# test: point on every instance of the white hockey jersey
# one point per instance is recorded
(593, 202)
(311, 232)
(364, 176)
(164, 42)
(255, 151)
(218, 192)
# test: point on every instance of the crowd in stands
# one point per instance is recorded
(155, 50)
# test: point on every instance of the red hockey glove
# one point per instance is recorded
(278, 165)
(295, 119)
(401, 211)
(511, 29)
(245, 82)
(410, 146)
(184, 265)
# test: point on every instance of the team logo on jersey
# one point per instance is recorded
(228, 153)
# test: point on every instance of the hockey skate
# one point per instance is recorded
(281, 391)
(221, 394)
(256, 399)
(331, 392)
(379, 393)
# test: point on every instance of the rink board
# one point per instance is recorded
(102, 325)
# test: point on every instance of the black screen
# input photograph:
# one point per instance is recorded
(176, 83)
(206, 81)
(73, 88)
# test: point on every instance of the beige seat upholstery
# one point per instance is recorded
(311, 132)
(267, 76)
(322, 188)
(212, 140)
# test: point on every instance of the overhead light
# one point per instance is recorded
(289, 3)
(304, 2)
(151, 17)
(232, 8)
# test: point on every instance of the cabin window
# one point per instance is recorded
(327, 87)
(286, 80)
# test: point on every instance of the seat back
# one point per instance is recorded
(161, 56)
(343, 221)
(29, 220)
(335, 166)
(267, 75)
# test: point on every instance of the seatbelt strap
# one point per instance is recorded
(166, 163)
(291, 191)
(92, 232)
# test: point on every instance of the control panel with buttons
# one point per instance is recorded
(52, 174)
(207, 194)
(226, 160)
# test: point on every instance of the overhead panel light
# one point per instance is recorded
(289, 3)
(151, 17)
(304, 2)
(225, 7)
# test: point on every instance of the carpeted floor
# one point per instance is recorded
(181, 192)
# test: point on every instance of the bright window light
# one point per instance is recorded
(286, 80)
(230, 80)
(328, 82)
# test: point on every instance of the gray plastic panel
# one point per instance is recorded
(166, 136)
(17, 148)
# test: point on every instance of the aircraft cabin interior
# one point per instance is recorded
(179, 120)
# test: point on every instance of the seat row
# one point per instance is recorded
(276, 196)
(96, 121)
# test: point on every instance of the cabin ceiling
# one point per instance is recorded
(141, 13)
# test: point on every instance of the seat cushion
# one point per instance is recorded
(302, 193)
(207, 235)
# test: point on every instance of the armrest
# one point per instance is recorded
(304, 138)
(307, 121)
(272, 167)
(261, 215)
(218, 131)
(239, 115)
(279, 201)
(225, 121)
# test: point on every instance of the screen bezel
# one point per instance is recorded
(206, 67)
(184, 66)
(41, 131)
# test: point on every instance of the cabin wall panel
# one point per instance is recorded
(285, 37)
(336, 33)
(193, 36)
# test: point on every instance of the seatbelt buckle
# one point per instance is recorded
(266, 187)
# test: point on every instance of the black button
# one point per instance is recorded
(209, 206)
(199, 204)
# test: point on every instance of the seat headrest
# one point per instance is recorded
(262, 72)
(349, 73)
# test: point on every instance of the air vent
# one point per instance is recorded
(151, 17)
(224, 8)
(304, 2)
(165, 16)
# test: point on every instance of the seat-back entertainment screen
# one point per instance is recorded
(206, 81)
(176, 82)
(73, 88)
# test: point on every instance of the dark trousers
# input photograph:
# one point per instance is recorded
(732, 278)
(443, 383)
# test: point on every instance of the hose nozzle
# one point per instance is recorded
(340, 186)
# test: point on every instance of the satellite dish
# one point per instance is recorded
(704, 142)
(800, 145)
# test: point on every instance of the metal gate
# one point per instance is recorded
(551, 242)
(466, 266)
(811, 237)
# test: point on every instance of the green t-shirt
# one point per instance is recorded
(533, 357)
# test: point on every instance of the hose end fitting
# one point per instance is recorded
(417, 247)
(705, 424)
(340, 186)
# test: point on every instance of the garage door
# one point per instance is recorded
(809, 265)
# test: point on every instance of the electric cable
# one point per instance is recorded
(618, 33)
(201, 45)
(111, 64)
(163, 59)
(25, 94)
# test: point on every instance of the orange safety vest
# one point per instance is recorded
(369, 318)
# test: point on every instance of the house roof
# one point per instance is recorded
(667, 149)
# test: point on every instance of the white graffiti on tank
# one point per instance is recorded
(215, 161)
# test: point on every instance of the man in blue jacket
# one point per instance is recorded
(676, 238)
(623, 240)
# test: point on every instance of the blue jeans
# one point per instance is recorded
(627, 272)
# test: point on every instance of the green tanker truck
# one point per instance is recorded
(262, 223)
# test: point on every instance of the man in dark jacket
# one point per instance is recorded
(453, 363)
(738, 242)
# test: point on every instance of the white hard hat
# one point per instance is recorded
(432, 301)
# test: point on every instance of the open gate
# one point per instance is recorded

==================================================

* What the task asks
Swap "is recorded" for "is logged" throughout the records above and write them out again with nothing else altered.

* Exercise response
# test: point on every instance of the white hockey jersey
# one point per instance is logged
(593, 202)
(311, 232)
(364, 176)
(164, 42)
(255, 151)
(218, 192)
# test: point on every instance of the crowd in stands
# one point per instance is logged
(155, 50)
# test: point on every instance of the red hockey glove
# one point per instance is logged
(278, 165)
(295, 119)
(401, 211)
(511, 29)
(245, 82)
(410, 146)
(184, 265)
# test: point on every instance of the team logo on jersey
# one point per instance is logged
(228, 153)
# test: point on every instance of the hockey skate
# one point per instance is logged
(281, 391)
(221, 394)
(256, 399)
(331, 392)
(379, 393)
# test: point on every instance of the rink board
# one point per instance is logged
(102, 325)
# test: point on every instance of the black screen
# input photograph:
# one point per instance is logged
(176, 83)
(206, 81)
(73, 88)
# test: point on every instance of the beige seat upholstery
# one point per instance is logged
(311, 132)
(267, 76)
(322, 188)
(212, 140)
# test: point on every instance of the overhead light
# one point per instance is logged
(289, 3)
(304, 2)
(151, 17)
(232, 8)
# test: point on every instance of the cabin window
# one point per instance is logged
(327, 87)
(286, 80)
# test: point on every instance of the seat back
# one point per instance is logged
(161, 56)
(343, 221)
(29, 220)
(335, 166)
(267, 75)
# test: point on every instance of the seatbelt strap
# one point per instance is logged
(166, 163)
(291, 191)
(92, 232)
# test: point on every instance of the control panel with buttons
# one point per instance is logged
(52, 174)
(207, 194)
(226, 160)
# test: point on every instance of the overhead panel light
# one point per instance is logged
(289, 3)
(151, 17)
(304, 2)
(225, 7)
# test: point on every instance of the carpeted floor
# one point per instance is logged
(181, 192)
# test: point on every instance of the bright window light
# one point per instance is logged
(286, 80)
(230, 80)
(328, 82)
# test: point on every instance of the gray plastic panel
# one point per instance is logged
(166, 136)
(17, 148)
# test: point on every instance of the aircraft cabin interior
# one point per instance is logged
(179, 120)
# test: point on every instance of the seat row
# one point per instance is logged
(276, 196)
(96, 121)
# test: point on every instance of the cabin ceiling
# one point per instance is logged
(141, 13)
# test: point on every instance of the seat cushion
# one point per instance is logged
(302, 193)
(207, 235)
# test: point on every instance of the armrest
# one point per instance is logged
(304, 138)
(307, 121)
(272, 167)
(261, 215)
(218, 131)
(239, 115)
(279, 201)
(225, 121)
# test: point on every instance of the screen bezel
# one point per instance is logged
(206, 67)
(184, 66)
(41, 131)
# test: point on every instance of the cabin wall panel
# one point per instance is logged
(285, 37)
(336, 33)
(193, 36)
# test: point on every instance of the seatbelt buckle
# one point per instance is logged
(266, 187)
# test: point on every instance of the black button
# one point per instance is logged
(209, 206)
(199, 204)
# test: point on every instance of the seat headrest
# one point per instance is logged
(262, 72)
(349, 73)
# test: point on every instance of the air vent
# one point per instance is logged
(151, 17)
(224, 8)
(304, 2)
(165, 16)
# test: point on every instance of the seat-back entertainment screen
# one point per instance is logged
(206, 81)
(176, 82)
(73, 88)
# test: point on every instance of the dark trousers
# input photograph:
# one point per instance is logged
(732, 278)
(443, 383)
# test: point on every instance of the hose nozzle
# one point per instance is logged
(340, 186)
# test: point on every instance of the satellite dish
# one point per instance is logged
(704, 142)
(800, 145)
# test: point on every instance of the metal gate
# one point per instance is logged
(551, 242)
(466, 266)
(811, 237)
# test: point on every instance of the green t-shirt
# one point per instance is logged
(533, 357)
# test: point on every instance of the hose end fitting
# one point per instance is logged
(417, 247)
(705, 424)
(340, 186)
# test: point on every instance of the garage door
# one point per instance is logged
(809, 265)
# test: point on every instance of the electric cable
# one point per instance is logged
(618, 33)
(201, 45)
(111, 64)
(163, 59)
(25, 94)
# test: point on every instance of the orange safety vest
# one point per instance is logged
(369, 318)
# test: point on every instance of the house roof
# one point per instance is logged
(667, 149)
# test: point on every instance of the white graffiti on tank
# one point per instance is logged
(215, 161)
# test: point on every instance of the man in blue jacket
# one point per instance is logged
(676, 238)
(623, 240)
# test: point on every instance of the blue jeans
# one point per instance is logged
(627, 272)
# test: point on every instance of the green tanker truck
# one point per instance is logged
(262, 223)
# test: point on every instance of the man in dark jacket
# one point per instance is logged
(453, 363)
(738, 242)
# test: point on every instance of the white hard hat
# one point per instance is logged
(432, 301)
# test: point on every instance of the open gate
# one point per instance is logged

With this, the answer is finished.